Passage>

################

Bella Voce Camerata off to a mixed start in debut concert
Three years in the “dreaming,” and another two years in preparation, according to Bella Voce music director Andrew Lewis in spoken remarks, the conductorless Bella Voce Camerata made its debut Saturday night at Grace Lutheran Church in River Forest.
Lewis had originally planned on the Camerata presenting the area premiere of David Lang’s Pulitzer Prize-winning choral work The Little Match Girl Passion in its one-singer-per-part form, but Ravinia beat him to the punch last August. In fact, this was no less than the third area performance of the piece in the past year, with the Bienen Contemporary/Early Music Vocal Ensemble having presented the choral version in late January.
The four singers — soprano Kirsten Hedergaard, mezzo-soprano Lindsey Adams, tenor Patrick Muehleise and baritone Eric Miranda, who also simultaneously played percussion — were certainly up to the task logistically, but had difficulty sustaining balances and pitch control across the 35-minute work.
Part of the problem was that the glockenspiel, which does not enter until the first narrative section, was not in sync with the pitches the vocal ensemble had already established.

################

Data section>

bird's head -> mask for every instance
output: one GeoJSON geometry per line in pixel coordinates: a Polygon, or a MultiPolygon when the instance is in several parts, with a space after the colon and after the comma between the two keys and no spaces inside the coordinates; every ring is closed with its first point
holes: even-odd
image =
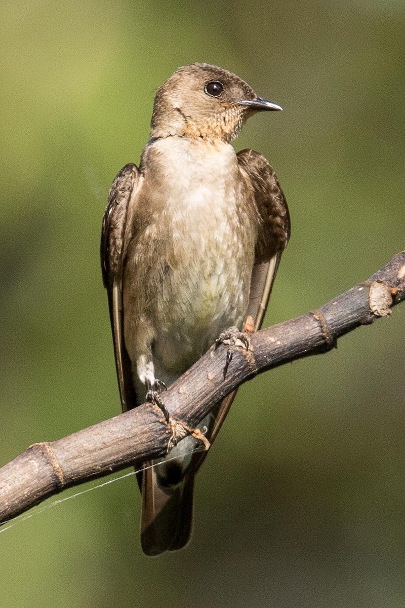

################

Set exercise 1>
Answer from the concert review:
(a) Where did the Bella Voce Camerata give its debut?
(b) Which group presented the choral version of the piece in late January?
(c) Which of the four singers also played percussion?
Set exercise 2>
Retype the concert review between "Lewis had originally" and "in late January.", inclusive.

Correct result 1>
(a) Grace Lutheran Church in River Forest
(b) The Bienen Contemporary/Early Music Vocal Ensemble
(c) Baritone Eric Miranda

Correct result 2>
Lewis had originally planned on the Camerata presenting the area premiere of David Lang’s Pulitzer Prize-winning choral work The Little Match Girl Passion in its one-singer-per-part form, but Ravinia beat him to the punch last August. In fact, this was no less than the third area performance of the piece in the past year, with the Bienen Contemporary/Early Music Vocal Ensemble having presented the choral version in late January.